>> START Given records

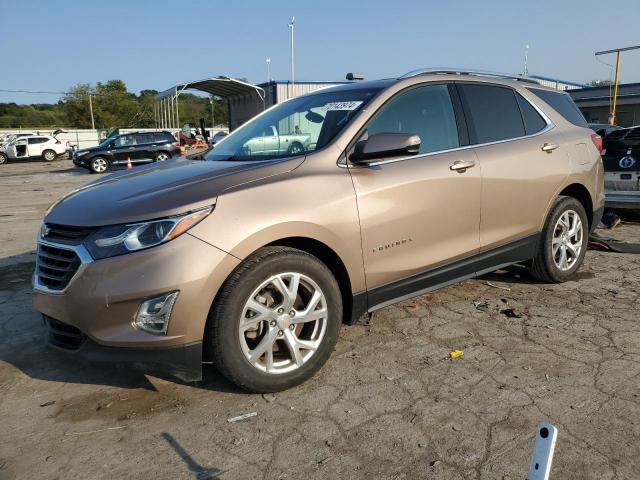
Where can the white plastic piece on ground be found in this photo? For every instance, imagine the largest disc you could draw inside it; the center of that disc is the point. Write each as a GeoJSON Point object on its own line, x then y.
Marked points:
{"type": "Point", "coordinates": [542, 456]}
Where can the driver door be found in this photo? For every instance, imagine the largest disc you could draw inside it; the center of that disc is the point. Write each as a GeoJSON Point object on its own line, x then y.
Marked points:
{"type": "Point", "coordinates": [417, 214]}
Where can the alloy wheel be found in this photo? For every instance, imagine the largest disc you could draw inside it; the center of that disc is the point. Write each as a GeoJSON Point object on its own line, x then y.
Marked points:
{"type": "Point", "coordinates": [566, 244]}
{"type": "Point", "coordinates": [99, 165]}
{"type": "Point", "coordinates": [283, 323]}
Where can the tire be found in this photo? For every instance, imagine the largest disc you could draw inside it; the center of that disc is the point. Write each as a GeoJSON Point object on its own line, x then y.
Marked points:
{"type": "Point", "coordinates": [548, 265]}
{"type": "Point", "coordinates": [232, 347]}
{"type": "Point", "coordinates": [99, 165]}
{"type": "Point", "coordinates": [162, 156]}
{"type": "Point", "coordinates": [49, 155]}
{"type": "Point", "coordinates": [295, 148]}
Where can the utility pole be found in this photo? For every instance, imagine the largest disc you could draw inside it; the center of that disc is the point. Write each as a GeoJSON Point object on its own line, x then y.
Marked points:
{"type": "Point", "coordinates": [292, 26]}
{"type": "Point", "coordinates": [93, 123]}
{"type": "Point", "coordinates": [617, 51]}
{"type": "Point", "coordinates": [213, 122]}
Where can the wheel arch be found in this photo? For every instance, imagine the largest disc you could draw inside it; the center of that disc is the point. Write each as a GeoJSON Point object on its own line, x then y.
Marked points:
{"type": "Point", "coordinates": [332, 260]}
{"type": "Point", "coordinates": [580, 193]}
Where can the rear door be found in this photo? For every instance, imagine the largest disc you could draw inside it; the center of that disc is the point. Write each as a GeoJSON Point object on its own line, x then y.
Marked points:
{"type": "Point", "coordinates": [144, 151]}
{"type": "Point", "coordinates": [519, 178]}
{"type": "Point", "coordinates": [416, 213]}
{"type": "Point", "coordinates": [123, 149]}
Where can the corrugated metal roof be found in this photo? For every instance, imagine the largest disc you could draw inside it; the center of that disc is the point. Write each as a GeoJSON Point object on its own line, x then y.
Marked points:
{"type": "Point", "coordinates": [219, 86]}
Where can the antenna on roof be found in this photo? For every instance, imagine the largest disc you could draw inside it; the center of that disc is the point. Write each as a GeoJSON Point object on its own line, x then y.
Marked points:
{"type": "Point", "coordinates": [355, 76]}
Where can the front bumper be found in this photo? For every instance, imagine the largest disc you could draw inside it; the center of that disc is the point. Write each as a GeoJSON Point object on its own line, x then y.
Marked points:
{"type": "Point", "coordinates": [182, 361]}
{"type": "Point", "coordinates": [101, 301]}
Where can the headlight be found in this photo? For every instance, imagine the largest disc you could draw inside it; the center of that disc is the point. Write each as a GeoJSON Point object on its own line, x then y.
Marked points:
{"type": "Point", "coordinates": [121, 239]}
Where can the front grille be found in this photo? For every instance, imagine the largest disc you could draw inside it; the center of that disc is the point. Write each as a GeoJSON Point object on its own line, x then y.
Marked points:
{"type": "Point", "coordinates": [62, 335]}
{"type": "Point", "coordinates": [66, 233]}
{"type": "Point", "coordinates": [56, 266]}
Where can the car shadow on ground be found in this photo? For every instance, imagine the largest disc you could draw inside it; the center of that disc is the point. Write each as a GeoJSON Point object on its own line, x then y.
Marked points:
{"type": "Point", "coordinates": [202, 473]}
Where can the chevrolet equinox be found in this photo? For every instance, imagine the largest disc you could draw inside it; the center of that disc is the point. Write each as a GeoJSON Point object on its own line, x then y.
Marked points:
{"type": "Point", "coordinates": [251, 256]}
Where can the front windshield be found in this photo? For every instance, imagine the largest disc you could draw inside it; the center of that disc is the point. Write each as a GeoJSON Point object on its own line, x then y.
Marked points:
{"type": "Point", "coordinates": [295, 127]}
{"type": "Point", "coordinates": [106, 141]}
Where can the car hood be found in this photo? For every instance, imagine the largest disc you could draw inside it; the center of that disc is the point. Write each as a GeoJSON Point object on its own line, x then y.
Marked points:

>> END Given records
>> START Given records

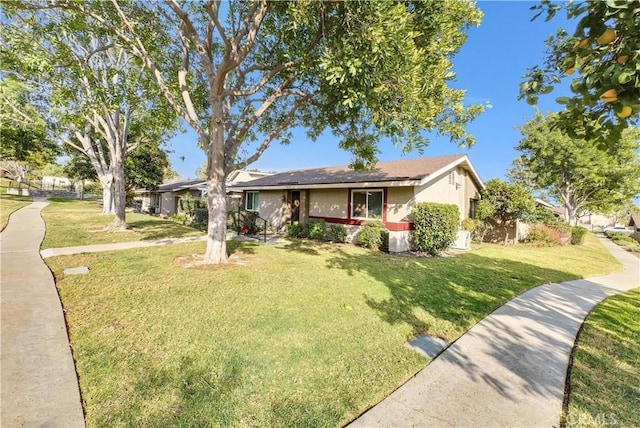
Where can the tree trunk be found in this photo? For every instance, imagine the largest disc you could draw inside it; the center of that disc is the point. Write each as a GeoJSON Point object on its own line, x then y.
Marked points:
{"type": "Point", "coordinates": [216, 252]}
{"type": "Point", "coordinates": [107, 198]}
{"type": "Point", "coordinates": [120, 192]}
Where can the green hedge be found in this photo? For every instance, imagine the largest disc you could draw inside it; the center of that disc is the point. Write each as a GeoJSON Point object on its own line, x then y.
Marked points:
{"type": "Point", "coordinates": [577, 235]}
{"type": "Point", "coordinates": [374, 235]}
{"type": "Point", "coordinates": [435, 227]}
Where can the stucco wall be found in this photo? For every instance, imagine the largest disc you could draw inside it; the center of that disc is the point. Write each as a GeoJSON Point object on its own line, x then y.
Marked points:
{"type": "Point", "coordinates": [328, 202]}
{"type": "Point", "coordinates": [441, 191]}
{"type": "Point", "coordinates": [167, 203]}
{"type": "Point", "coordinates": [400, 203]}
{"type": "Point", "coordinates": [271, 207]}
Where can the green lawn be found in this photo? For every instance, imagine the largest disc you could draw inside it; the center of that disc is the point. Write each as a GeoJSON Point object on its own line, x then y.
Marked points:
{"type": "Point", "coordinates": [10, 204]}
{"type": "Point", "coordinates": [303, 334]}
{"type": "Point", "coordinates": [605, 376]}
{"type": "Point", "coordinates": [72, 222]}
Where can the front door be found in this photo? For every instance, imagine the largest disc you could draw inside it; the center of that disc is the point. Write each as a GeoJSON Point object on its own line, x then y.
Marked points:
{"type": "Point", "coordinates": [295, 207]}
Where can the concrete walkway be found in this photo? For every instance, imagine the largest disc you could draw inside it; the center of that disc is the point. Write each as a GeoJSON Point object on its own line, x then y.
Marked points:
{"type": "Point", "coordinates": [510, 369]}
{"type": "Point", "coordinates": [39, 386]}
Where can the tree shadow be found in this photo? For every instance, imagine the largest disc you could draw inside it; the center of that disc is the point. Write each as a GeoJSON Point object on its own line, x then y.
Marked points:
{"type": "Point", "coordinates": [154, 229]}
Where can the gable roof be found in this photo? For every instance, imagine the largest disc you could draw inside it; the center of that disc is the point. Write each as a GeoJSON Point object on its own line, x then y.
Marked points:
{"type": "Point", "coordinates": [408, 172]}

>> END Given records

Your goal
Count the lines in the records above that contain the word "piece", and give only that number.

Solution below
1